> [Objective]
Put the rows below into a two-column CSV with the header text,answer. Each row becomes one line, with its text in the first field and its answer in the second; quote every field and replace line breaks with spaces.

···

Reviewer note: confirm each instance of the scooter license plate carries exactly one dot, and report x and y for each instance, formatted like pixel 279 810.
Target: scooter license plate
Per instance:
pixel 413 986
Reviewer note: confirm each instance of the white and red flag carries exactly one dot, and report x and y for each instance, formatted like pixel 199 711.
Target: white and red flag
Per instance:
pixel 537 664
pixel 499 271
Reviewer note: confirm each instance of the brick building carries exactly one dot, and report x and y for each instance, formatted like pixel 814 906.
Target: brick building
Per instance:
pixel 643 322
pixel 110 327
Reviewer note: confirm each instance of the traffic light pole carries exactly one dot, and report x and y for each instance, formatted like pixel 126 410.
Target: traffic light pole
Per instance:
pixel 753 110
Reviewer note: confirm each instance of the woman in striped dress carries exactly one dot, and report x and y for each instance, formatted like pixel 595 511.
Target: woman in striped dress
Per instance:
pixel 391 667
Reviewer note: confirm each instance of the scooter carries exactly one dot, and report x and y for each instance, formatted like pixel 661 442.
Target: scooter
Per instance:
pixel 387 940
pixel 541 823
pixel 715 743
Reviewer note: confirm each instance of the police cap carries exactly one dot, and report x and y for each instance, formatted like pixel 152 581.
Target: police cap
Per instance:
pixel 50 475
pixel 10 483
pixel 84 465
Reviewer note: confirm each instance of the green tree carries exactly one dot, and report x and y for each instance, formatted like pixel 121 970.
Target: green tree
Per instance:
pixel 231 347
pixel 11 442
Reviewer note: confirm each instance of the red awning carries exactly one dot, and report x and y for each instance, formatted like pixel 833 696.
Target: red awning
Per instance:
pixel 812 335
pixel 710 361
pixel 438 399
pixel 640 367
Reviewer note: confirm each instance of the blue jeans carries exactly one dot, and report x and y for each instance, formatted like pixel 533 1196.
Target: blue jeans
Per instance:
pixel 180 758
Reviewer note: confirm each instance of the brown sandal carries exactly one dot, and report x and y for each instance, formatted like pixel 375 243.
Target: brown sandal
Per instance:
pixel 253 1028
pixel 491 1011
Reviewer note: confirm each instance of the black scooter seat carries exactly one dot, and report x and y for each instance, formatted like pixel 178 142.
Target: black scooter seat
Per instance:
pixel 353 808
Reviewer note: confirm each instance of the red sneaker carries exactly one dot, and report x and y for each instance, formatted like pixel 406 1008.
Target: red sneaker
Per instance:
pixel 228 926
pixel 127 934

···

> [Solution to this problem]
text,answer
"Reviewer note: confirm each instance of the scooter license plate carries exactly one dot, and report x and y for each instance, formatted like pixel 279 810. Target: scooter license plate Per instance:","pixel 413 986"
"Reviewer note: confirm each instance of the white and red flag carries exactly one dot, and report x and y for each instance, formatted like pixel 199 711. Target: white and red flag Per instance:","pixel 537 664 pixel 499 271"
"Reviewer note: confirm each instance of the brick building carries exactly one dot, and report x and y for each instance, formatted like pixel 814 906. Target: brick building Per instance:","pixel 643 322 pixel 110 327"
"Reviewer note: confirm each instance of the traffic light pole carries exactly one dot, and report x and y for each instance, formatted like pixel 126 410. Target: traffic light pole Per instance:","pixel 753 110"
"Reviewer note: confirm each instance of the woman in striped dress carries exactly one dot, and report x and y for each instance, formatted like pixel 595 511. Target: woman in striped dress Per instance:","pixel 391 667"
"Reviewer note: confirm each instance of the scooter carries exactly one dot, and report x and y for each instance, formatted like pixel 661 442. Target: scooter Per instance:","pixel 387 940 pixel 541 823 pixel 715 743"
"Reviewer note: confirm each instance of the police cap carries exactly one dot, and report x and y for each instance, formatted like pixel 152 581. Target: police cap Per instance:","pixel 50 475 pixel 10 483 pixel 84 465"
"Reviewer note: confirm each instance of the green tree carries exactly one dot, and report x and y for each instance, formatted like pixel 121 970. Target: green tree Per instance:","pixel 231 347 pixel 11 442"
"Reviewer note: confirm each instance of the red awning carries exactly one dot, and report x and y for each instance, formatted like pixel 833 696. Target: red awning Per instance:","pixel 812 335 pixel 710 361 pixel 438 399 pixel 640 367"
"Reviewer note: confirm each instance of the blue jeans carries exactly one dot, and report x and y for each instance, formatted like pixel 533 1196. Target: blue jeans Per instance:","pixel 180 758"
"Reviewer note: confirm each instance of the brown sandal carries exactly one dot, and report x and y for each instance, formatted like pixel 375 243. Target: brown sandal Per instance:","pixel 253 1028 pixel 491 1011"
"Reviewer note: confirm each instance of the black scooter seat carries exactly one dot, and report x and y for each instance, formatted like pixel 178 142. Target: black scooter seat Per instance:","pixel 353 808"
"Reviewer note: confirm each instance of the red sneaker carries exactly one dot, and report x and y for each instance, formatted like pixel 406 1008. Target: red sneaker Per instance:","pixel 228 926 pixel 127 934"